December 19, 1991|DENNIS McLELLAN | Dennis McLellan is a Times staff writer who covers comedy regularly for O.C. Live!

Wearing a gaudy cowhide coat, Jason Stuart steps on stage and laments, "Oh, God. I'm so nervous being here, I've been eating and eating and eating and I feel like I look like a cow! "I was recently in South Carolina, which scared the hell out of them. And I got off the plane there and I was wearing this coat and this guy tried to shoot me. . . . And then he tied me to the side of the car . . . which I really liked! I said, 'I'm not an animal; I'm a human being'--John Hurt, 'The Elephant Man,' thank you. "

The off-the-wall bit sets the tone for the off-the-wall humor of Stuart, who's headlining at Comedy Land in the Pan Pacific Hotel in Anaheim on Friday and Saturday night.

Stuart, who describes his comedy style as a cross between Bobcat Goldthwait and Sandra Bernhard, says his comedic role model was Lily Tomlin. Not that Stuart creates a Tomlinesque cast of characters on stage.

"I feel I'm enough of a character as it is," he said with characteristic understated exaggeration akin to the late Paul Lynde.

Actually, Stuart does do an impression of a "Star Search" singing contestant in his act (think of Sam Harris' overly emotional rendition of "Somewhere Over the Rainbow").

"It's very melodramatic, very crazy, and it's a sight to see," Stuart explained, refusing further elaboration: "Come to the show, for God's sakes!"

It turns out Stuart appeared on the TV talent contest show three times in 1987 before losing. And, as he points out, he holds the distinction of being "the first person in the history of 'Star Search' to stamp my foot when I lost and walk off."

Did he do it as a joke or was it sincere?

"Oh, please, " Stuart said. " 'Star Search,' gee, whiz. "

|---|

Required work =>
Continue the profile of comedian Jason Stuart from the point where it stops.

[Excerpts of location labeling data]
|---|

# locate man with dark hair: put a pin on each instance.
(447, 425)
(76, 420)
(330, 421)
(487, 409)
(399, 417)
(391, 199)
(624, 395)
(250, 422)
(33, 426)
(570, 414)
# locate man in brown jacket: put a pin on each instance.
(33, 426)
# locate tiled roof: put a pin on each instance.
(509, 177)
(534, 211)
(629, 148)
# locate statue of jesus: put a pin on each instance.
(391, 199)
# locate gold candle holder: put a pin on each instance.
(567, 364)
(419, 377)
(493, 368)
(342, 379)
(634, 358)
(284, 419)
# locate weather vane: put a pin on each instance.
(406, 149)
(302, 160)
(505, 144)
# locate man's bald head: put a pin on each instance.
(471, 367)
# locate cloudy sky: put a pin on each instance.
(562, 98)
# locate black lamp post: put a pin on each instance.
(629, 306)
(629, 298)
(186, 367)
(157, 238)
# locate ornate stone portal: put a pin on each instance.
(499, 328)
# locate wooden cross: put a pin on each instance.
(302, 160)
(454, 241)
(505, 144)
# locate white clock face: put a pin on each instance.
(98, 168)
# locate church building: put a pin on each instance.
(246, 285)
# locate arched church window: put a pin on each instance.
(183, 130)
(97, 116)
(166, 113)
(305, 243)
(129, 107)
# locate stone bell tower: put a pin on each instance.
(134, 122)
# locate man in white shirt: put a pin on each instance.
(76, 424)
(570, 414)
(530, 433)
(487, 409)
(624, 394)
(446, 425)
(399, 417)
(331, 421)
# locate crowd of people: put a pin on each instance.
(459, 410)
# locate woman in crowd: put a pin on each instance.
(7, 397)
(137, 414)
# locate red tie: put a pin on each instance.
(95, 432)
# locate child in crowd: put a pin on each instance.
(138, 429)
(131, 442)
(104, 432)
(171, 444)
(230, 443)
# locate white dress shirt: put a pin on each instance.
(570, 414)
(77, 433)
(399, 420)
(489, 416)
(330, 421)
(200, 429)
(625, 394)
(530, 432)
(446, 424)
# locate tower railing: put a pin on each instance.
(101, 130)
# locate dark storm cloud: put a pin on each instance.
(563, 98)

|---|

Exercise result =>
Stuart said his distinctive stage persona, "is a side of me. It's more the outrageous side of me. I'm much more quiet as a person. I'm not really very rambunctious in real life, but on stage . . . I'm a bad boy and I need to be spanked."

His act has changed quite a bit since he started doing stand-up eight years ago, he said. "I used to have a whole different physical look: I was 25 pounds heavier, had spikey hair and I wore crazy clothes. Now all the craziness is more in the act."

He's also gotten more political on stage over the years: "I'm much more conscious of what's going on today. I think I need to take a responsibility. There's just so many things going on you can't help but talk about it.

"Like this Korean woman who got five years probation for killing this black girl. There was a guy who shot a dog and got six months in jail. It's crazy. If I shot a Korean woman who has a dog, what would I get? Three and half months in jail? I have to feed the dog and I get a bad haircut?"

"It's crazy what's happening today. Safe sex is very important, I think, now. I think all the women should have themselves laminated. "

In his act, Stuart talks about his childhood. He was born in the Bronx but grew up in Beverly Hills. Well, he concedes, not actually in Beverly Hills: "Adjacent. Close enough to have a maid once a week and, yes, a gardener.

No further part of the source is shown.